## Exercise aim
State how many lines of the records below include the string "flower". Reply with the number alone.
_ _ _ _ _ _ _
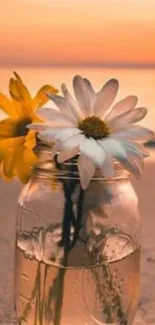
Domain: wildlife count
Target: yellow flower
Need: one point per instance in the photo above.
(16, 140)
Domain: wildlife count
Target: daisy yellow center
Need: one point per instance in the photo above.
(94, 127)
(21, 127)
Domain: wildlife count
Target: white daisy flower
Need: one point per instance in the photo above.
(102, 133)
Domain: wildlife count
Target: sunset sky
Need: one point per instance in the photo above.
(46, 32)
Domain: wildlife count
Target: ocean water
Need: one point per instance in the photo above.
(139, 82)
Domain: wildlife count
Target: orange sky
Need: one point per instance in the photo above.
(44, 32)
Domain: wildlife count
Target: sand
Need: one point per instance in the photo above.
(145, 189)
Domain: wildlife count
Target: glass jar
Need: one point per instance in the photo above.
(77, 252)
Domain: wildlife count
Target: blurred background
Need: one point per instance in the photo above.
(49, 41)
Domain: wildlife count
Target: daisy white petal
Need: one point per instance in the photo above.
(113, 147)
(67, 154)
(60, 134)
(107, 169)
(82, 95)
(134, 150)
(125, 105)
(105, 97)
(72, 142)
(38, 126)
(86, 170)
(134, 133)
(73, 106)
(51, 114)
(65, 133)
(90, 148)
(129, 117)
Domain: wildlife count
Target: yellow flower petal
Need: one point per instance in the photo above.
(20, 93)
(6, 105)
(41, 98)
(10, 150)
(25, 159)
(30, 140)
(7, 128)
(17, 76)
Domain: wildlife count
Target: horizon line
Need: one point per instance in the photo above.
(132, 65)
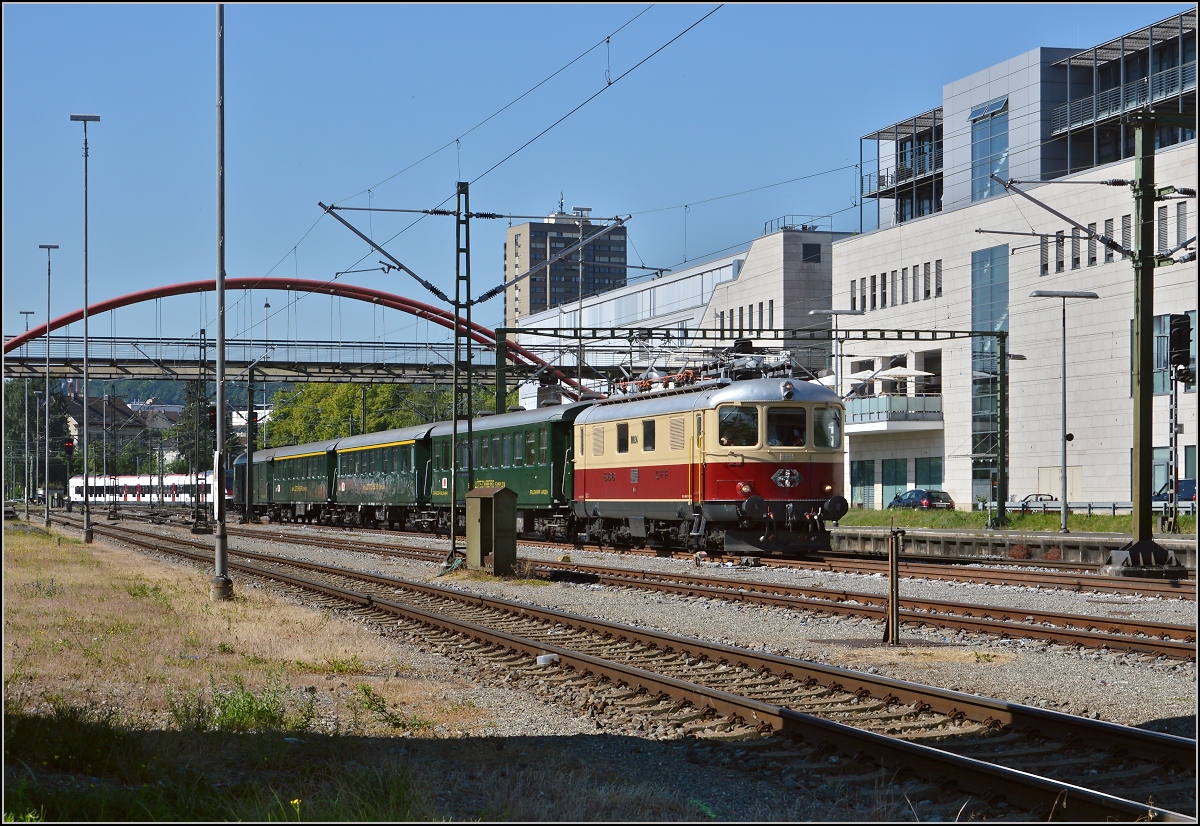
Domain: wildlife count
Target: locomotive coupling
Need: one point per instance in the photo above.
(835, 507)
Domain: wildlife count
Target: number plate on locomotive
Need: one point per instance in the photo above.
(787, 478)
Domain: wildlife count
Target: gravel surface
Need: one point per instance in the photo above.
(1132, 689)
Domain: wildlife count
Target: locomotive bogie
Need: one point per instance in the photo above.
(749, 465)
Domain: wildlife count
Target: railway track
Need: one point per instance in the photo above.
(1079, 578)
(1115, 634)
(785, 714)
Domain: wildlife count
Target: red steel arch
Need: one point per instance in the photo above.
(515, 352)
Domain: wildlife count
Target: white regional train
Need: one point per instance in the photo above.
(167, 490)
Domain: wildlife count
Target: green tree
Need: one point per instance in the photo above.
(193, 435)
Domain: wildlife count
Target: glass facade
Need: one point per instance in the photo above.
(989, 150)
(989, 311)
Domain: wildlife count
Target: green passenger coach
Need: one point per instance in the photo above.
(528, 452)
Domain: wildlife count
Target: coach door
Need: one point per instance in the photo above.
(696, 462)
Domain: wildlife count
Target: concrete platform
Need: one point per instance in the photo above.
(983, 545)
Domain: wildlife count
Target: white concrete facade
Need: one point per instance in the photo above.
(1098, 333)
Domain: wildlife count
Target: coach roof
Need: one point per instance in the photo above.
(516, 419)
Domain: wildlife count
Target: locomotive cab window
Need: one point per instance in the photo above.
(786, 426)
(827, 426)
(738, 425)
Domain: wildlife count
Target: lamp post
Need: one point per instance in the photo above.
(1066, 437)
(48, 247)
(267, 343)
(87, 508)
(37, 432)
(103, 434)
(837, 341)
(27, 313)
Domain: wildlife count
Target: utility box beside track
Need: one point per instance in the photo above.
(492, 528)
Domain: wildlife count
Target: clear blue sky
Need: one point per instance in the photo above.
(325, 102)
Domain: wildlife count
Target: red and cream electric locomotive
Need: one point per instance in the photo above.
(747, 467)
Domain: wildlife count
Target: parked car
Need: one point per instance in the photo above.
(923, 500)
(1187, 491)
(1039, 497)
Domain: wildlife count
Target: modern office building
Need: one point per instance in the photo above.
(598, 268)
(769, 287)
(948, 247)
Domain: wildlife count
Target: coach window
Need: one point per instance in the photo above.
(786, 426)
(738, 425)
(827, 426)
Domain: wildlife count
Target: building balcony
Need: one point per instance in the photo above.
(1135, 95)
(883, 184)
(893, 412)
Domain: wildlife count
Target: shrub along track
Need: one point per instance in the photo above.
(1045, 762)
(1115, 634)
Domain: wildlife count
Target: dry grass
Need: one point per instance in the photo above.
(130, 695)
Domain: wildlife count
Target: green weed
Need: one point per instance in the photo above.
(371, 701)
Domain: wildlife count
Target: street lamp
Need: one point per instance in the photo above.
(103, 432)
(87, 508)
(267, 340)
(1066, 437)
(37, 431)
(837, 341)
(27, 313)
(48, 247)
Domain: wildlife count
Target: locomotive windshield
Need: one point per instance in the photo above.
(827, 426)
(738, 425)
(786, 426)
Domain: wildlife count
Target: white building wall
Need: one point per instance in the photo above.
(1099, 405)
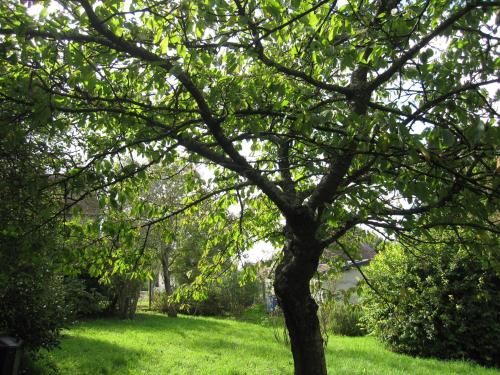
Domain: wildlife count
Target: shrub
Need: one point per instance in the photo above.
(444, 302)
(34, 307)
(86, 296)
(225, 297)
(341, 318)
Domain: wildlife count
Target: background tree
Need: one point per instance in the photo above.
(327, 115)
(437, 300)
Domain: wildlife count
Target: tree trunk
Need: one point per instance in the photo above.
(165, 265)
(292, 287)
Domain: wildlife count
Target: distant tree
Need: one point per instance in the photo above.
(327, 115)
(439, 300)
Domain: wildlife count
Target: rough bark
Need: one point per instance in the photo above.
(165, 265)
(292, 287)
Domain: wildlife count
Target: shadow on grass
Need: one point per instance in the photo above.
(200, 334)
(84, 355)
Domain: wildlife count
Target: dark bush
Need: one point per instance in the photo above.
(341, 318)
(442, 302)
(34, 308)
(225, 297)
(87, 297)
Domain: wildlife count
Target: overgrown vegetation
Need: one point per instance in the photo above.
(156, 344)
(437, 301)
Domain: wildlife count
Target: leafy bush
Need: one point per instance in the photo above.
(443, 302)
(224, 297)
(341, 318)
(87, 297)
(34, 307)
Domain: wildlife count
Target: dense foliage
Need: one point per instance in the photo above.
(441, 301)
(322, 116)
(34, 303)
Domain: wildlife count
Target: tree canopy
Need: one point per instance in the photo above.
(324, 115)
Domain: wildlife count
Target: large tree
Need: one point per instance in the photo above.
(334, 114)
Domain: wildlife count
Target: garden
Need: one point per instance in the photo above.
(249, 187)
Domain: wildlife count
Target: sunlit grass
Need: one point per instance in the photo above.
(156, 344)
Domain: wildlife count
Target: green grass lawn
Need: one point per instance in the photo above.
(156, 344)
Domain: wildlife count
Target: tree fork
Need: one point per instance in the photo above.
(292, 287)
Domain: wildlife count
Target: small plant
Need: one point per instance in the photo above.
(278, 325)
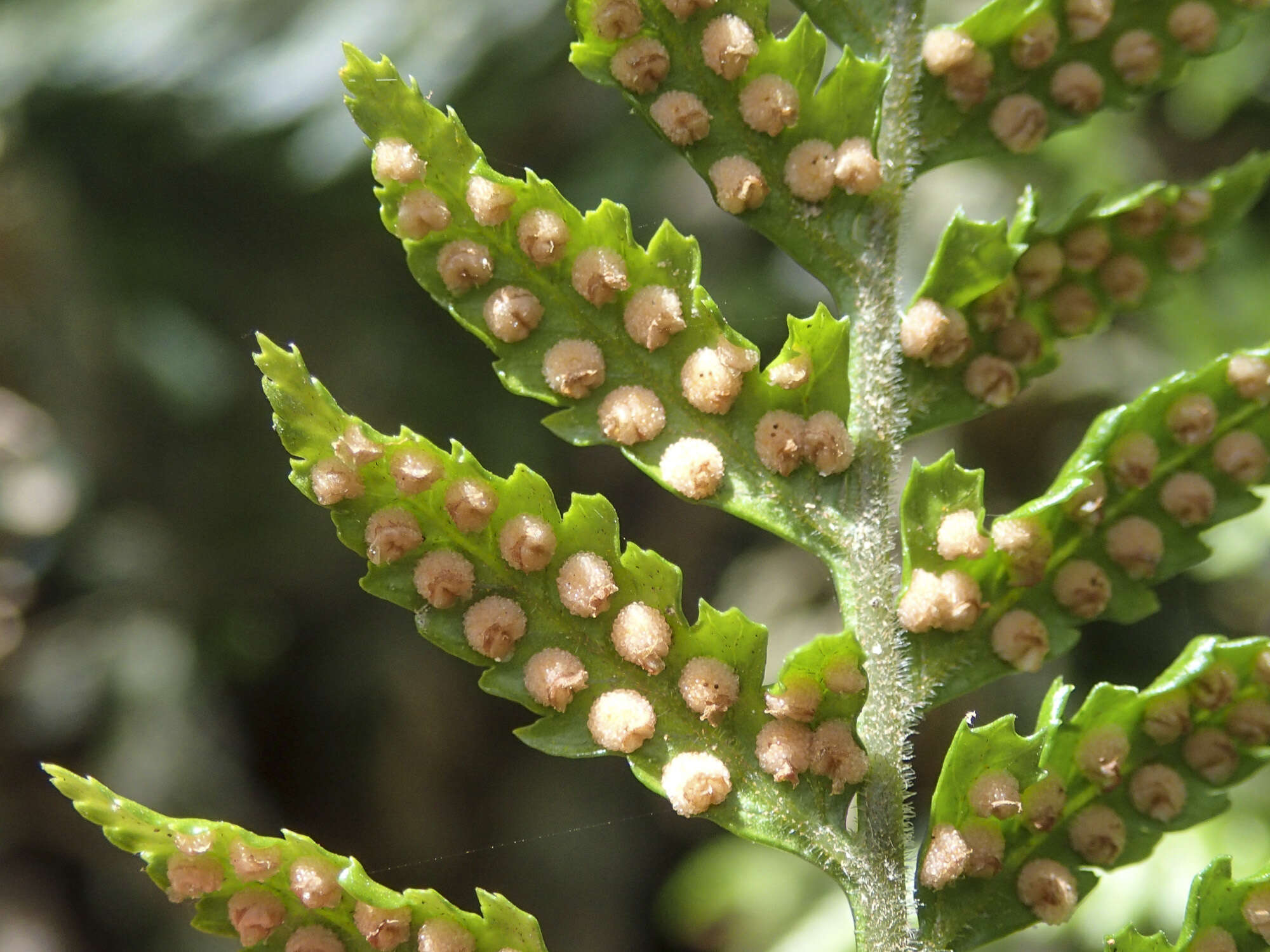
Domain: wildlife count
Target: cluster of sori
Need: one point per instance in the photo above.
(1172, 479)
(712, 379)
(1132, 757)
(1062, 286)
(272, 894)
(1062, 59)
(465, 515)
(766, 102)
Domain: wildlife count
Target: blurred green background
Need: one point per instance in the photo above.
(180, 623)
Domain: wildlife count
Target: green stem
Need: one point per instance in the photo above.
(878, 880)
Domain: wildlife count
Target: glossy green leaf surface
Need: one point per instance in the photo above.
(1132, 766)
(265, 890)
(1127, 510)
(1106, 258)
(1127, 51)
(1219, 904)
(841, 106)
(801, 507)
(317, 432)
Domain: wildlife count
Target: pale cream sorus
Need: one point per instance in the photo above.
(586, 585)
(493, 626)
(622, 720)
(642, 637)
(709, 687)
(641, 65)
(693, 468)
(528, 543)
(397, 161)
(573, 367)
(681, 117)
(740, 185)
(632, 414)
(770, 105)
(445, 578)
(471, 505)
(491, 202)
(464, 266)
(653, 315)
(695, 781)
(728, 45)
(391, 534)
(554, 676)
_ _ _ _ _ _ _
## Solution to this task
3